*Text provided*
The beauty about being human is that you can’t always hold on.  It stops working if you keep trying to use a human interaction or experience.  We never ask what are we using it for.

We hold onto it because we won’t let reality be what it is.

Our pain comes from our fantasy of what we can get.

You can only hold your hand open to truly let the experience be what it is meant to be.

But we are obsessed with pleasure.  It runs out, but for me I hold on to it until it is dead in my hand.  My want, my need, my desire to fulfill my will and self-worth turn life into death.  Even when it is dead, I still try and hold on, and cover up the damage.  The holes I poke, the special things I cam shatter.  I hold on, and that desire turns into regret, that regret turns to shame and that shame becomes my self-worth.  You can only fill the void with so much, until it is your life to scrap at the bottom of the barrel to find things to fill it…

Your identity, experience, and purpose are only self-hatred.

Identity becomes façade

Experience is replaces by an attempt at actions or a process or method that will work fix it all

Purpose gets over shadowed by a result that will somehow give us meaning.

This is the core part of the ‘life’ part of the Sexual Life

Life is –

Identity that shapes Experience that cultivates Purpose 

We don’t have to hold death in our hand.  We don’t have to hide it in our room within ourselves, until it turns to shame.

In life we may make mistakes

In life we may have done terrible things

And terrible things may have been done to us

 

But today is special.  It is one of those days where I said goodbye to someone and couldn’t bring the words to express what I felt.   I walked through the city confused. My confusion turned to anger, and soon I felt those old feelings come back to haunt me.

Once again a power greater than myself becoming my higher power, only now it does not have to bring me to my knees.

 

I walked through the city, looked at the light shape its way through the buildings.

Looked at the people waking up, the cafes setting up outside so that one more day can continue in Bratislava.

*Activity 1*
Do the following statements agree with the passage on holding on? For each, answer yes or no and quote the words of the passage that decide it.
(a) Our pain comes from our fantasy of what we can get.
(b) The higher power now has to bring the writer to their knees.
(c) Life is described as identity that shapes experience that cultivates purpose.
*Activity 2*
Answer these questions from the passage on holding on.
(a) Why, according to the passage, do we hold onto it?
(b) What did the writer's confusion turn into?
(c) In which city are the cafes setting up outside?
*Activity 3*
Reproduce the passage on holding on from "Identity that shapes" up to and including "turns to shame.".

*Extracted entries*
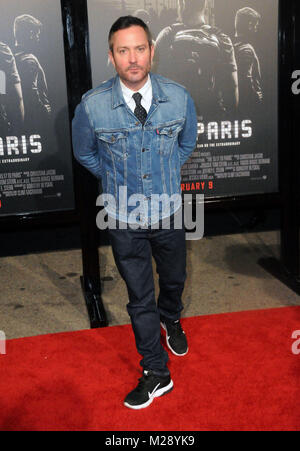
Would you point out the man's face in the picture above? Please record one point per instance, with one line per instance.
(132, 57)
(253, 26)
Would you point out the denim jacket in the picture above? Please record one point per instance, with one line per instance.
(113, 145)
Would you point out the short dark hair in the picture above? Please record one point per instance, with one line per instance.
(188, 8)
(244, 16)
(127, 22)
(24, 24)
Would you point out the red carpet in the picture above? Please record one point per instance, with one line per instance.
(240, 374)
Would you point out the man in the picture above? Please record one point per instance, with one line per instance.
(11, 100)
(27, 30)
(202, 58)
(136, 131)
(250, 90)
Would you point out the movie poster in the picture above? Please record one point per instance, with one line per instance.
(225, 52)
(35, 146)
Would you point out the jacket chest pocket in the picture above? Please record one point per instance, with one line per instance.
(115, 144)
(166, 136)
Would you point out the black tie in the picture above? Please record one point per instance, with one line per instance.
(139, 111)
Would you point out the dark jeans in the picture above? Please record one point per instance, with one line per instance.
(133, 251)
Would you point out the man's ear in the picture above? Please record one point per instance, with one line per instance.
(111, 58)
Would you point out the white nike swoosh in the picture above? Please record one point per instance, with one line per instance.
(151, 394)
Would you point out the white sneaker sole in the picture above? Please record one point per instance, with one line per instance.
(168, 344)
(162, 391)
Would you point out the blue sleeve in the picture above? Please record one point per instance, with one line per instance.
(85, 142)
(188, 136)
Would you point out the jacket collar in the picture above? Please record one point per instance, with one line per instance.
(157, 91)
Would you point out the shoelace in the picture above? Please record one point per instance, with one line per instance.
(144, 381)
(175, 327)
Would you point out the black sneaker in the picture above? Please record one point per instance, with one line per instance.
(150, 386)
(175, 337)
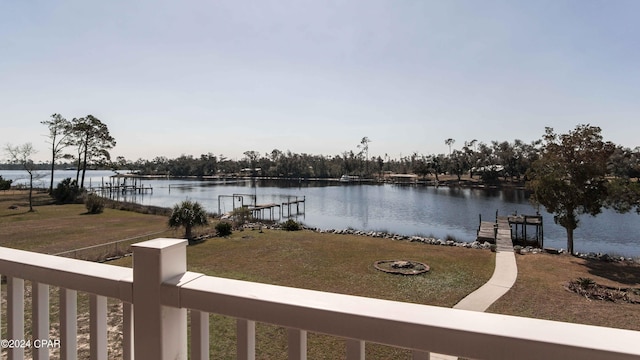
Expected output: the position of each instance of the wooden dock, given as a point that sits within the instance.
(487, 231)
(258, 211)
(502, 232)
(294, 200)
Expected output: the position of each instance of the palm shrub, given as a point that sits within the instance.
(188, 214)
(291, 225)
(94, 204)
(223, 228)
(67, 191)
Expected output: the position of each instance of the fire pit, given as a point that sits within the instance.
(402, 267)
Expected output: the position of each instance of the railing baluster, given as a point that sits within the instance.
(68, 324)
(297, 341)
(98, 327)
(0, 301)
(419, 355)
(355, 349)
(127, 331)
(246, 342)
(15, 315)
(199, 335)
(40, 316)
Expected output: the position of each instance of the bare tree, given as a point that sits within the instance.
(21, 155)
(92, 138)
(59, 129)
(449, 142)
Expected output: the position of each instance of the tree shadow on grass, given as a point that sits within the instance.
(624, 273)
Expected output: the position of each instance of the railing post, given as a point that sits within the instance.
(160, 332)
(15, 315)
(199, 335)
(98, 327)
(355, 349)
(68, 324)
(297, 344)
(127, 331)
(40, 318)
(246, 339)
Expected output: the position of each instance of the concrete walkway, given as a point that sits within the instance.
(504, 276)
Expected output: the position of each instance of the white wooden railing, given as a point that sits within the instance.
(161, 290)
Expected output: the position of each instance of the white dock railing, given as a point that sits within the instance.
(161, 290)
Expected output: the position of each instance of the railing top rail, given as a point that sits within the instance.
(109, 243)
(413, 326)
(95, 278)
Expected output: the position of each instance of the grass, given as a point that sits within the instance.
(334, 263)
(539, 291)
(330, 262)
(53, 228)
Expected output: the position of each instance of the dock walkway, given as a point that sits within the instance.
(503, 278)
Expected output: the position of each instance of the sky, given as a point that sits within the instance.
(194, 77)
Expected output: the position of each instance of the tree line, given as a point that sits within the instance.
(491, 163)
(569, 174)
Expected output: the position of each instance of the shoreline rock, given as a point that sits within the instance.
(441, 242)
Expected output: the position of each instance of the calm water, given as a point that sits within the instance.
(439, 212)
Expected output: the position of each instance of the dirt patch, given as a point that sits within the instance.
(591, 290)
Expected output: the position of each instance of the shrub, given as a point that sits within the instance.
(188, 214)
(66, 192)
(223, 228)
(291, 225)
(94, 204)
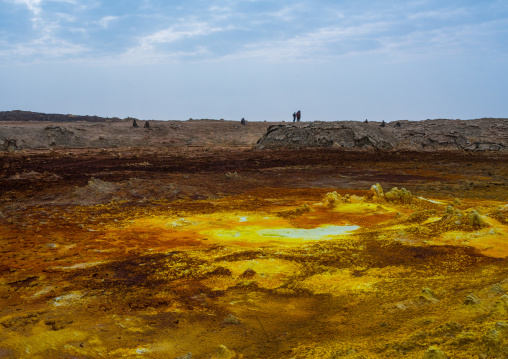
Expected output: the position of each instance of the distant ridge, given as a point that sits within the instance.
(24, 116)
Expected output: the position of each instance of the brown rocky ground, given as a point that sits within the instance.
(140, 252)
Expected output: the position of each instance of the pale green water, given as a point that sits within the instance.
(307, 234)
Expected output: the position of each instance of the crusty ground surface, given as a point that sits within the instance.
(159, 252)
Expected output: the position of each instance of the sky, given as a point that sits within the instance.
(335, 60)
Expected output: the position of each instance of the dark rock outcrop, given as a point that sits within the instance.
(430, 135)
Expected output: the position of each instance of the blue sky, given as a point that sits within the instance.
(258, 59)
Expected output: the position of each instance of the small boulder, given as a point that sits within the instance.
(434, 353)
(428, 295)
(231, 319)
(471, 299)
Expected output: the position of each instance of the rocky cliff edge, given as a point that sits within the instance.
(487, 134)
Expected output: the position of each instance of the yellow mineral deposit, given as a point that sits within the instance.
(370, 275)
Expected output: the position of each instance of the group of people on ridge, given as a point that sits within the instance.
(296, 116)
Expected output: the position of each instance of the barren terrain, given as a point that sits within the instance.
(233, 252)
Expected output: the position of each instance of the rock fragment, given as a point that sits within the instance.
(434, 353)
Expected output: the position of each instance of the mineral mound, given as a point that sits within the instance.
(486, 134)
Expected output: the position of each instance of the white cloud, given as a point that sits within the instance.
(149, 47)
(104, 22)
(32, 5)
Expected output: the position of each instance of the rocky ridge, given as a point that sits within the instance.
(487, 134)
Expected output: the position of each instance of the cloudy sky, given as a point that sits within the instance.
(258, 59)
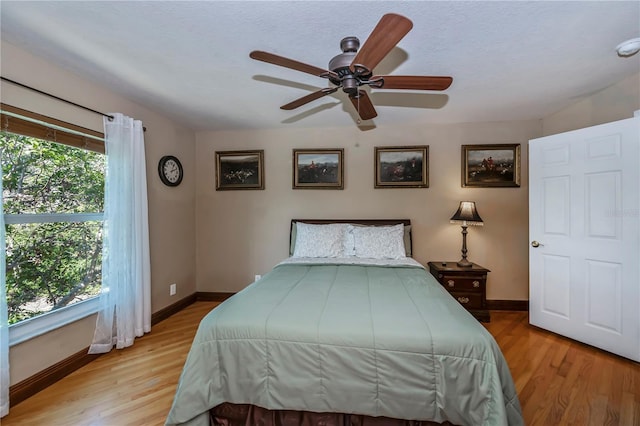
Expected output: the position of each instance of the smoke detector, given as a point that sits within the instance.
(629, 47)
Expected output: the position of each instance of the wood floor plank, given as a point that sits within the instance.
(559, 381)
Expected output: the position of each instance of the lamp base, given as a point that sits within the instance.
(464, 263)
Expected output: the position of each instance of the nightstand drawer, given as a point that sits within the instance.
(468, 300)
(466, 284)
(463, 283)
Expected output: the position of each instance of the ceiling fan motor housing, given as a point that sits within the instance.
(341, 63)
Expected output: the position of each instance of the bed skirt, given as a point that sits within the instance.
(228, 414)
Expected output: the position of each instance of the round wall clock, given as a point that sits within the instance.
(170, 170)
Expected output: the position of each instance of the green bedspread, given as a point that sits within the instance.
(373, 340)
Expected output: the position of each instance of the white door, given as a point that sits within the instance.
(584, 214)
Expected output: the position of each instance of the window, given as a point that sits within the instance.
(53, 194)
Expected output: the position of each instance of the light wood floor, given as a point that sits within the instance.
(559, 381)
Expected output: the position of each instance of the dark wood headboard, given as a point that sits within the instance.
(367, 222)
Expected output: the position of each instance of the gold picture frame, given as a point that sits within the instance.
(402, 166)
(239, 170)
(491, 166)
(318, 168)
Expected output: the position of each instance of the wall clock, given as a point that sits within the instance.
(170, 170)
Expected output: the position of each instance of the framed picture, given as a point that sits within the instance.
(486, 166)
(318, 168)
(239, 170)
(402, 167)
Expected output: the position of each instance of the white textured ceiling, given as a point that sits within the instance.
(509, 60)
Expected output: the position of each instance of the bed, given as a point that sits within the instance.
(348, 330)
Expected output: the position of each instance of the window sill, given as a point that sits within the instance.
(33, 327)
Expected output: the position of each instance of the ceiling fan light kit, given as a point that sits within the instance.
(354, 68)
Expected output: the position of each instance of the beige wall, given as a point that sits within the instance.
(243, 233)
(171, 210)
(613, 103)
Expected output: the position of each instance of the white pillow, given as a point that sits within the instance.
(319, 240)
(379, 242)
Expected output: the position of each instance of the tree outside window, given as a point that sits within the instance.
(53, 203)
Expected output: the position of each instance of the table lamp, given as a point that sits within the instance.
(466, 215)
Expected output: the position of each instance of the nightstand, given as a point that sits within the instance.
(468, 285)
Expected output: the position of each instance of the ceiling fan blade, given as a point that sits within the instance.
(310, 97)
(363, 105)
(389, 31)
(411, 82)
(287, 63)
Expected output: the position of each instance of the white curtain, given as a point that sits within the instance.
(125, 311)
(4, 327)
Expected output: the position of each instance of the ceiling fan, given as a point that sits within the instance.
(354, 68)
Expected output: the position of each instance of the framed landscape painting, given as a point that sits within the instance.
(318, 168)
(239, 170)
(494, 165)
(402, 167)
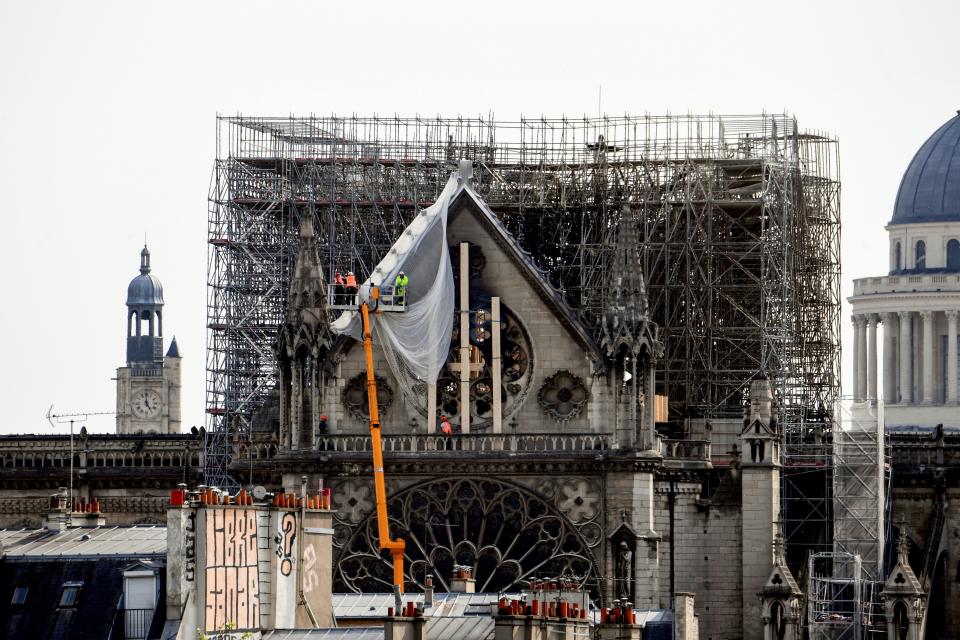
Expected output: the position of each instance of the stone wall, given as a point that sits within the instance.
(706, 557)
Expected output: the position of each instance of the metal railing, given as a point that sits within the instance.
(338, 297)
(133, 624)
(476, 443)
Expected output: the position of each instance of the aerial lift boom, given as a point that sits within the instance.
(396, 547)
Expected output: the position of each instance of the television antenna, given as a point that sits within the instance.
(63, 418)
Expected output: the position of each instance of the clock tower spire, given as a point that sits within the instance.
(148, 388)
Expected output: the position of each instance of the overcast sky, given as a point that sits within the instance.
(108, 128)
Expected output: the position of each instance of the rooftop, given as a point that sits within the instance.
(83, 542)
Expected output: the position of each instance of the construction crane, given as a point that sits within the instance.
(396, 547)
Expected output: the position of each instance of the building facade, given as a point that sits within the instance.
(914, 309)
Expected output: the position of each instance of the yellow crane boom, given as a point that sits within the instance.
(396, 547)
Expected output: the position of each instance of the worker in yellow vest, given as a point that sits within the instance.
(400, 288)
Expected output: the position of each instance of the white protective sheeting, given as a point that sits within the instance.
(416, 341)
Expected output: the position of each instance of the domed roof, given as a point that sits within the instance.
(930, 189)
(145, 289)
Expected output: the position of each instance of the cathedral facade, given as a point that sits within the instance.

*Expected answer 1*
(a) Yes: "Our pain comes from our fantasy of what we can get."
(b) No: "only now it does not have to bring me to my knees."
(c) Yes: "Identity that shapes Experience that cultivates Purpose"

*Expected answer 2*
(a) Because we won't let reality be what it is.
(b) Anger.
(c) Bratislava.

*Expected answer 3*
Identity that shapes Experience that cultivates Purpose 

We don’t have to hold death in our hand.  We don’t have to hide it in our room within ourselves, until it turns to shame.